Yes, you have it good. You've got it good because you can walk to your faucet and turn it on for a glass of water. You've got it good because you can eat something other than rice and beans for breakfast, lunch and dinner; you have a stove to cook food on instead of a fire that will fill your house with smoke that will coat and corrode your lungs; and because you could, if you chose to, see a doctor, an herbalist, an acupuncturist or a magician, if that suited you. You don't have to stand at a well to give yourself a sponge bath, wash your clothes AND trot home with a bucket of (contaminated) water to drink and cook with.
A Nica washing machine named Mark. From Texas.
So I had some observations on this trip. Since there are other blog posts about the herbal clinic our group did and the water purification our team introduced to the community, I won't repeat it. This is more of the hermist-eye-view of a land that was dunked head first in a vat of color, heat rash and gallo pinto.
1. Gallo Pinto.
Speaking of. The most common Nica staple, you'll be seeing it breakfast, lunch and dinner. If you are wearing your lucky socks, you may see fried plantains with it. After Day 2, you will wolf those plantains down just like Walmart shopper that takes out a small child in the way of a doorbuster sale tv. Some people can't get enough of it ... others? Well, lets just say for some, rice and beans won't be on their plates any time soon....
2. You need livestock.
Hey, whats for dinner? I dunno. Nooo idea.
The Nicas have this one figured out. Everywhere we went, we were either tripping over a pig, a chicken, having a cow suspiciously give us the stink eye or we interrupted a steady stream of ducklings, chicks or piglets squealing after their mama. Entire families of fowl, fur and cluck lined river beds, minding their own business, guarded by skeletal family dogs and eating bugs.

[HOW TO COMPLETE THIS TASK]
From the passage about the Nicaragua trip, extract word for word the part that opens with "So I had some" and closes with "dunno. Nooo idea.".

[SUPPLIED MATERIAL]
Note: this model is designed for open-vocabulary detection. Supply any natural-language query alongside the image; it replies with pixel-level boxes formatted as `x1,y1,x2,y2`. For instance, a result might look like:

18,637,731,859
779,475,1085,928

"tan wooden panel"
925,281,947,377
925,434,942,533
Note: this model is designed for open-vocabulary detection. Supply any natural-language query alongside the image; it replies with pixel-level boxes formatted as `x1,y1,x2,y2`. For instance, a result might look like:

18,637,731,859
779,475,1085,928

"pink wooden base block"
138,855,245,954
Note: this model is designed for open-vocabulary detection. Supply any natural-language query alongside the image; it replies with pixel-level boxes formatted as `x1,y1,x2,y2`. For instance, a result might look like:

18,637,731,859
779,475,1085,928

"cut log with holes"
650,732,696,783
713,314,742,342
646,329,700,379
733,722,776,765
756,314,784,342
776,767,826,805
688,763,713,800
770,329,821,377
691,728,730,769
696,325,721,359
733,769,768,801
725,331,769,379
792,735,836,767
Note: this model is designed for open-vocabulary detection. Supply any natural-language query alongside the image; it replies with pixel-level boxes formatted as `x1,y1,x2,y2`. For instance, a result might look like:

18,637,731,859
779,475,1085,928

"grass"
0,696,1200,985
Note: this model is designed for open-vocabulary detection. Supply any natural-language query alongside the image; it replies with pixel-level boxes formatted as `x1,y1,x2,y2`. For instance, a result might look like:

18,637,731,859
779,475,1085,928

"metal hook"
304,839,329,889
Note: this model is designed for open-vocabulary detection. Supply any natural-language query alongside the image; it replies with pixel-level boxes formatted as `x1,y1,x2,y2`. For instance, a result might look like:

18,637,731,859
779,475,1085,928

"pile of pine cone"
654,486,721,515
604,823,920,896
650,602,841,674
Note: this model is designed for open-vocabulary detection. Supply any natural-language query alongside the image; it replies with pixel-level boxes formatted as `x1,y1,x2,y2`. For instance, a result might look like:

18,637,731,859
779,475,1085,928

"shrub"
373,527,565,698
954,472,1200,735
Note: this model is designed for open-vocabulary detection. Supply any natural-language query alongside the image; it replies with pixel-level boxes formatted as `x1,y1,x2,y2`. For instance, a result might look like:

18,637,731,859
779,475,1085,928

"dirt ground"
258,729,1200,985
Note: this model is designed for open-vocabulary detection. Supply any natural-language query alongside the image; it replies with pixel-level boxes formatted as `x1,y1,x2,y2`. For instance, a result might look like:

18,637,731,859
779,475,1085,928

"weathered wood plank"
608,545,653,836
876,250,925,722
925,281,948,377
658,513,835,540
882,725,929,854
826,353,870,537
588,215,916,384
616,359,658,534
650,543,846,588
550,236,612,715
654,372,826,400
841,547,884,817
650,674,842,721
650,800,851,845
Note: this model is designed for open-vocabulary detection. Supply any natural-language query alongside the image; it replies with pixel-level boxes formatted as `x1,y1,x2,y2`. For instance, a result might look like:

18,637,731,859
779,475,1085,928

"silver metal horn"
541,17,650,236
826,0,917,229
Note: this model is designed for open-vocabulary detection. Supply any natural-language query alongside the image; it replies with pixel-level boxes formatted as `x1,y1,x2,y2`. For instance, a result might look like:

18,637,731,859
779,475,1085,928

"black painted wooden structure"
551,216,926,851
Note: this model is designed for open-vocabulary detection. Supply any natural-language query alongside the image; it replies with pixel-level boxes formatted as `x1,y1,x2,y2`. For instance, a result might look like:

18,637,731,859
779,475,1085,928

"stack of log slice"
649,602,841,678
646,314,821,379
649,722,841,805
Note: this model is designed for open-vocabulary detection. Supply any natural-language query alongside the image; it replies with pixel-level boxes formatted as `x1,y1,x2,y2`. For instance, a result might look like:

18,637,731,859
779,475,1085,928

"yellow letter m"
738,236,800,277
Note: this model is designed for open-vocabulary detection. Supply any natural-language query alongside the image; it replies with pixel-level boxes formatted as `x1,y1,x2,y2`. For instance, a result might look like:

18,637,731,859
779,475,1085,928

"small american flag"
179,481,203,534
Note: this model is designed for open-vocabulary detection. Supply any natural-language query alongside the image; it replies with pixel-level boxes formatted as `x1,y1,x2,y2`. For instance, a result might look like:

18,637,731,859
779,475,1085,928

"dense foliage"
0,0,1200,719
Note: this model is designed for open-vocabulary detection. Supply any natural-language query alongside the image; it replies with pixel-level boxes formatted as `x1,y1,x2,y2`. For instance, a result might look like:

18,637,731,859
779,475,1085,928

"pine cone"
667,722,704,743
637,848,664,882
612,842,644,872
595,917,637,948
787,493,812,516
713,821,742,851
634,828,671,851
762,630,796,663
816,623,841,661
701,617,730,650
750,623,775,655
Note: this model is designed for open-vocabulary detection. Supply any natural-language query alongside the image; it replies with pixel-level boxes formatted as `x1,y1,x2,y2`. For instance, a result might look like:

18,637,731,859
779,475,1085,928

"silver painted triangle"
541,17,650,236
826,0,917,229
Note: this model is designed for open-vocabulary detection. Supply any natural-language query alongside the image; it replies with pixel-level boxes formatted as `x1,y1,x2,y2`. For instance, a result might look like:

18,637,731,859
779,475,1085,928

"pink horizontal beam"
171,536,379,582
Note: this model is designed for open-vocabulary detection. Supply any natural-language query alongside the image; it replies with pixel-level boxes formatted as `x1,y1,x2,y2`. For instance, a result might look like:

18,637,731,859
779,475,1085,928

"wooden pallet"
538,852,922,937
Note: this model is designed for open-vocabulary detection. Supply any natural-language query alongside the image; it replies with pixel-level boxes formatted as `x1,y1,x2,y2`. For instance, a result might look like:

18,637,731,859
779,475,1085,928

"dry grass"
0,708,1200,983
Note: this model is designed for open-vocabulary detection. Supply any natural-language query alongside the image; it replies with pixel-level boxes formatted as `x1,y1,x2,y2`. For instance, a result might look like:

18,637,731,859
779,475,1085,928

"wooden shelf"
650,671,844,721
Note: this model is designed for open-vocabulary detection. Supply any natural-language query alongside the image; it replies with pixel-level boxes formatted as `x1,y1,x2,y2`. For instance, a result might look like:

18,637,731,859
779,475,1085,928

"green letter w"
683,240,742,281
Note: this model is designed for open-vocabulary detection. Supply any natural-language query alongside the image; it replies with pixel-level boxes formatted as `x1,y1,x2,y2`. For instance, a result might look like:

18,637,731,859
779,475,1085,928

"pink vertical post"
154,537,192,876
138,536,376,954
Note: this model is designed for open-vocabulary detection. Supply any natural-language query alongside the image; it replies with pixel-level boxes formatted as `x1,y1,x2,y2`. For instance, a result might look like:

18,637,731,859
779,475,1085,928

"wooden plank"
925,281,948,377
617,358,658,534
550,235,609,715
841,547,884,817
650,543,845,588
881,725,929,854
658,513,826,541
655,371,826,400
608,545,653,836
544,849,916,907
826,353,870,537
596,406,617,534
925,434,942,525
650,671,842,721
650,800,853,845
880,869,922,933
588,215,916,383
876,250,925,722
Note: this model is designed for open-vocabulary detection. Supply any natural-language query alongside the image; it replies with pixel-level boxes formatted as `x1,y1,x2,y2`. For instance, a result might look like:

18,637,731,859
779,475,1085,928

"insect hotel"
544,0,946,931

[OUTPUT]
So I had some observations on this trip. Since there are other blog posts about the herbal clinic our group did and the water purification our team introduced to the community, I won't repeat it. This is more of the hermist-eye-view of a land that was dunked head first in a vat of color, heat rash and gallo pinto.
1. Gallo Pinto.
Speaking of. The most common Nica staple, you'll be seeing it breakfast, lunch and dinner. If you are wearing your lucky socks, you may see fried plantains with it. After Day 2, you will wolf those plantains down just like Walmart shopper that takes out a small child in the way of a doorbuster sale tv. Some people can't get enough of it ... others? Well, lets just say for some, rice and beans won't be on their plates any time soon....
2. You need livestock.
Hey, whats for dinner? I dunno. Nooo idea.